══ Record extracts ══

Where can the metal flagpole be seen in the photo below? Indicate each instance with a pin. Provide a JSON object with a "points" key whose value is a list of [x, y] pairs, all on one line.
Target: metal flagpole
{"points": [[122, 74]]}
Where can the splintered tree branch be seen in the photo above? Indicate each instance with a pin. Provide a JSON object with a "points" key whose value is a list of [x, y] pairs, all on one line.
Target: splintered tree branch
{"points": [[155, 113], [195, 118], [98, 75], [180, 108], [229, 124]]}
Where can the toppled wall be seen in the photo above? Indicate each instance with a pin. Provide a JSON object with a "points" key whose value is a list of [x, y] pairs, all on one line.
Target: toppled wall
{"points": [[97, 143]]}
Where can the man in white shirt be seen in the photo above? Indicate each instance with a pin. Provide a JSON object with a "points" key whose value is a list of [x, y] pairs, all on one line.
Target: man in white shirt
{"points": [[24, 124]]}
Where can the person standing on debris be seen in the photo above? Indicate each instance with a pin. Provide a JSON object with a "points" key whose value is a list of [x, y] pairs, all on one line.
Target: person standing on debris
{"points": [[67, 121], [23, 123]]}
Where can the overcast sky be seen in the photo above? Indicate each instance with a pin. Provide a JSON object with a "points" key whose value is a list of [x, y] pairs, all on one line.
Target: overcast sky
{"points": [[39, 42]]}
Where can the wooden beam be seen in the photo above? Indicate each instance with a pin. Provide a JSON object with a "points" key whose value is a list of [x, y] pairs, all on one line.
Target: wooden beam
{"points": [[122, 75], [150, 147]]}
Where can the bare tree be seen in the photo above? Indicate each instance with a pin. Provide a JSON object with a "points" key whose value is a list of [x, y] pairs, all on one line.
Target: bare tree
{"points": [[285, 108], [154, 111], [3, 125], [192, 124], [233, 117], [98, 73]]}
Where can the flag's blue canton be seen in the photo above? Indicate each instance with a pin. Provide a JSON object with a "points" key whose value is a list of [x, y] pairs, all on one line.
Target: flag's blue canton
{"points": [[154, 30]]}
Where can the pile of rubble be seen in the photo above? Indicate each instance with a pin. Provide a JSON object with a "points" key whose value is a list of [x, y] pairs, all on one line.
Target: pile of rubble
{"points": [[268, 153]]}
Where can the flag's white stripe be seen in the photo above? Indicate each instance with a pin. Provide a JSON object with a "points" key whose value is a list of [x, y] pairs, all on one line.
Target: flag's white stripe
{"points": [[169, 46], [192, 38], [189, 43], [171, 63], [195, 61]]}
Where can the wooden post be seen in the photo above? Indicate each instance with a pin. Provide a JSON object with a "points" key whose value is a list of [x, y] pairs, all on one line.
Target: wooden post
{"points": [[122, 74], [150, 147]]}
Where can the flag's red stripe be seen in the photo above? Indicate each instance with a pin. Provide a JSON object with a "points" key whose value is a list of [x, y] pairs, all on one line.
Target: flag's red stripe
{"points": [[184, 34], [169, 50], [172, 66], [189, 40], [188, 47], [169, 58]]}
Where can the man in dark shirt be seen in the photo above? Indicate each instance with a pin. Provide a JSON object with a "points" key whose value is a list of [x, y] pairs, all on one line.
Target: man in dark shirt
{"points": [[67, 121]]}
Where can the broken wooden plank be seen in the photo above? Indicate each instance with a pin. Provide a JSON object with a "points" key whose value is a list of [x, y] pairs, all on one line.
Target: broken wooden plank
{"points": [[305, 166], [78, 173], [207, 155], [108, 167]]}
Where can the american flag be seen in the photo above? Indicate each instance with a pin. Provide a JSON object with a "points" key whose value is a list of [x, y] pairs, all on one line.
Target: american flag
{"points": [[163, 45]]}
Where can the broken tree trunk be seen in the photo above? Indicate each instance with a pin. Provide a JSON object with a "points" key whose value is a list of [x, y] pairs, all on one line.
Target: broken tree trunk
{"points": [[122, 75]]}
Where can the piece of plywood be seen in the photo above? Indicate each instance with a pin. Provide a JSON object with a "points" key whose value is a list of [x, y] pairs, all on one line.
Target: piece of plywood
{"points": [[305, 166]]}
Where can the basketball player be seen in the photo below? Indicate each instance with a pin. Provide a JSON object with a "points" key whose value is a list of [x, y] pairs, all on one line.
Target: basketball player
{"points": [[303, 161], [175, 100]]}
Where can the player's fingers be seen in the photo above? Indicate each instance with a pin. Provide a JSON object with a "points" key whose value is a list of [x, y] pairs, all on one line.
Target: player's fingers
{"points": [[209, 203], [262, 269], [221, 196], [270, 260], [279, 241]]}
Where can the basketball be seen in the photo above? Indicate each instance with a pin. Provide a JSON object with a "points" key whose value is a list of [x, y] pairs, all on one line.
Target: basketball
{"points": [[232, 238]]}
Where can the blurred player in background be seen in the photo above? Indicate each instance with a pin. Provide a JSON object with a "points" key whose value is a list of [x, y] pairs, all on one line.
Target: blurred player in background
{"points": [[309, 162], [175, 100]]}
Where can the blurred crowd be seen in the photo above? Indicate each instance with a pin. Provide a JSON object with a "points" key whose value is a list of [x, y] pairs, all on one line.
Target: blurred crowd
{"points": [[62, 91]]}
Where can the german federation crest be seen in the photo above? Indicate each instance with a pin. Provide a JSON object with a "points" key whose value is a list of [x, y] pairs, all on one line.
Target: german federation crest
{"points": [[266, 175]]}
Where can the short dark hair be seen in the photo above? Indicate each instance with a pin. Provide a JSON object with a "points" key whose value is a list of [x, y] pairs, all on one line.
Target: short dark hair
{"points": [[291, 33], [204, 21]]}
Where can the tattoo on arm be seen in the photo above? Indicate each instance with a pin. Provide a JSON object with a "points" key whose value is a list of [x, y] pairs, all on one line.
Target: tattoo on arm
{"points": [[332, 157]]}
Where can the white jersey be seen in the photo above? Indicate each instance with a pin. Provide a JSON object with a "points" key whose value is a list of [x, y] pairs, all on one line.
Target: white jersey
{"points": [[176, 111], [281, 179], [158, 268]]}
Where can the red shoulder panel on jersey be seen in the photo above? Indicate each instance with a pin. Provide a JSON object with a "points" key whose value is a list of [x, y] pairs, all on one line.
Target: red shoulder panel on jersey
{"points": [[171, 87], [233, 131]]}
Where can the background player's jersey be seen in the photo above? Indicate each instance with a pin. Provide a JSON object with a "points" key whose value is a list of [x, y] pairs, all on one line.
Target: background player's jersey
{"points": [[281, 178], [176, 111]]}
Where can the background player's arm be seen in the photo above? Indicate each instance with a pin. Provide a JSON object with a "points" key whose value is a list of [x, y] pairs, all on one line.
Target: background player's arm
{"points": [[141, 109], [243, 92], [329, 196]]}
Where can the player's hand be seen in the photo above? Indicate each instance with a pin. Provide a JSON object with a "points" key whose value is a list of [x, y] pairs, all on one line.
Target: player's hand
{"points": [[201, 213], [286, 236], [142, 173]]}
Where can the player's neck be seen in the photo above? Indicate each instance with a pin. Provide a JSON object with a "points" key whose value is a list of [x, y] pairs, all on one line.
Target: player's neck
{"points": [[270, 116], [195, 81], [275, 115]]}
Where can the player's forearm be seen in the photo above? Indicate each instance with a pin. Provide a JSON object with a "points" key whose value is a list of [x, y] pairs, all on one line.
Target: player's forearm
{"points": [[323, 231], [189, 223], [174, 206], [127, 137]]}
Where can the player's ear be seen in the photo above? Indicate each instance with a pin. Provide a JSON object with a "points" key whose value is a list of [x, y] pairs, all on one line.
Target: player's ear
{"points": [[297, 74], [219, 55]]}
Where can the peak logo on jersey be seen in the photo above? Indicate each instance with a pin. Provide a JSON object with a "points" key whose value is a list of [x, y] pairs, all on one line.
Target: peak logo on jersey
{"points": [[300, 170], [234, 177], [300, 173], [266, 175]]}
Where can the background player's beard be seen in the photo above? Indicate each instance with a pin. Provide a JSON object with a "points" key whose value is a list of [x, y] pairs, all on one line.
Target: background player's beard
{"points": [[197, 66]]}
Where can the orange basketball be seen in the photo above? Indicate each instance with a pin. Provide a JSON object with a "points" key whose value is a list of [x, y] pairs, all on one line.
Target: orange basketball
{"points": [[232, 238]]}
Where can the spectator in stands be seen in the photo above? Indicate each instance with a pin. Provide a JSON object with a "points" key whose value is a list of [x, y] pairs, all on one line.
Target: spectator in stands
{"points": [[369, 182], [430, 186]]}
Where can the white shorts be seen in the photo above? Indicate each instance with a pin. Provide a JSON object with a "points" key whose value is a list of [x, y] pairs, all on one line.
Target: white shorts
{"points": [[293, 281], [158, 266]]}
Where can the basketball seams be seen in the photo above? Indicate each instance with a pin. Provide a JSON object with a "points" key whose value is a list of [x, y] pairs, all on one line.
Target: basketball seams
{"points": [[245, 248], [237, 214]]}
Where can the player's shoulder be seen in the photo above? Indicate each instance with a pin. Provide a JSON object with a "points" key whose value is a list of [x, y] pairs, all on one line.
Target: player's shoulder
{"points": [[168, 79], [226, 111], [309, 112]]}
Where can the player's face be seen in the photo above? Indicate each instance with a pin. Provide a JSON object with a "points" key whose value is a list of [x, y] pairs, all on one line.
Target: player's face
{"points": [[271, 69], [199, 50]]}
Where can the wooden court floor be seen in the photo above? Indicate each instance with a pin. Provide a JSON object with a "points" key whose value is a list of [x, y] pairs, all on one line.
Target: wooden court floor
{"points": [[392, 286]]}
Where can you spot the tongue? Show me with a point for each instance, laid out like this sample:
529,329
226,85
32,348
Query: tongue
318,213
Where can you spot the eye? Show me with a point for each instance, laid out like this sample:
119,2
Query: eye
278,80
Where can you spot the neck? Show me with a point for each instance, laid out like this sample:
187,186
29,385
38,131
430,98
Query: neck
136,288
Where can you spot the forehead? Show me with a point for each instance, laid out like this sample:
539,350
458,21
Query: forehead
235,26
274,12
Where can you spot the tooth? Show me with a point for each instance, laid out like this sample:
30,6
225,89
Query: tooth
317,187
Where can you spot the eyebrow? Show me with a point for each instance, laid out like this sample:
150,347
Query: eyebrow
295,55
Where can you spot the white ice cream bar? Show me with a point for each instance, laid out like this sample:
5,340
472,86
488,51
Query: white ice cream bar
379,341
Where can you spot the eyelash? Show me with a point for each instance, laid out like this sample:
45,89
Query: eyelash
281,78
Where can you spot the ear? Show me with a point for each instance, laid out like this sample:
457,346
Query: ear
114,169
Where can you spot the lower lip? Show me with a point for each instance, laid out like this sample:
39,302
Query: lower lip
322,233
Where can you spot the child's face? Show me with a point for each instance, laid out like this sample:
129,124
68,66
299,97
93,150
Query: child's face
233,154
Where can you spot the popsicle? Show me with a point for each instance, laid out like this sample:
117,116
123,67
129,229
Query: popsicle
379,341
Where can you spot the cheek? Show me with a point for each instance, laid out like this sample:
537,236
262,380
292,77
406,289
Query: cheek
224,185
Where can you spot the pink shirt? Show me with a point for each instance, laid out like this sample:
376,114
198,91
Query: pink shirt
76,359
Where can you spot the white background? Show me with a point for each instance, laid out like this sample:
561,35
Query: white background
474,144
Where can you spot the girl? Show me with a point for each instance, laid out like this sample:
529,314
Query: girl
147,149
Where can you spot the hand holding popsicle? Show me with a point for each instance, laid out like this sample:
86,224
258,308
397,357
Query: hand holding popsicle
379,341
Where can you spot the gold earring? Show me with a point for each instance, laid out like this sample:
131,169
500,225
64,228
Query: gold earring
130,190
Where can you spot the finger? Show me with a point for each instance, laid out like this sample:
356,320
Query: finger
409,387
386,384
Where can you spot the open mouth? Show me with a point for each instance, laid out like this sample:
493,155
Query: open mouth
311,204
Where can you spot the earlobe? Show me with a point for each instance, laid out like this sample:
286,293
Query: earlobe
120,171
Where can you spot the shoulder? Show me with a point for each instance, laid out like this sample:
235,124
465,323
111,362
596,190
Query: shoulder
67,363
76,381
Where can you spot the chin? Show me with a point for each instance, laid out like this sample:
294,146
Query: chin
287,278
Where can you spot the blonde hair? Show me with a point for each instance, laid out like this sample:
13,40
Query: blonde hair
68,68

═══

In the listing above, find the line containing "Where can you spot the earlobe?", then reproduce it and each line after it through the end, exactly and with nothing added.

Where can you spot the earlobe? Show me with a point for each instance, laid out like this sample:
286,293
Query: earlobe
120,171
Where can you spot the shoulder? Show me with a point for each instance, laid out like this sample:
235,124
465,323
111,362
596,190
Query: shoulder
67,363
76,381
Where can you spot the chin? Show me with a point for each instance, laid out like this sample:
294,146
Query: chin
287,278
Where can you spot the blonde hair? Show me with a point for each instance, laid out like this sample:
13,40
Query: blonde hair
68,68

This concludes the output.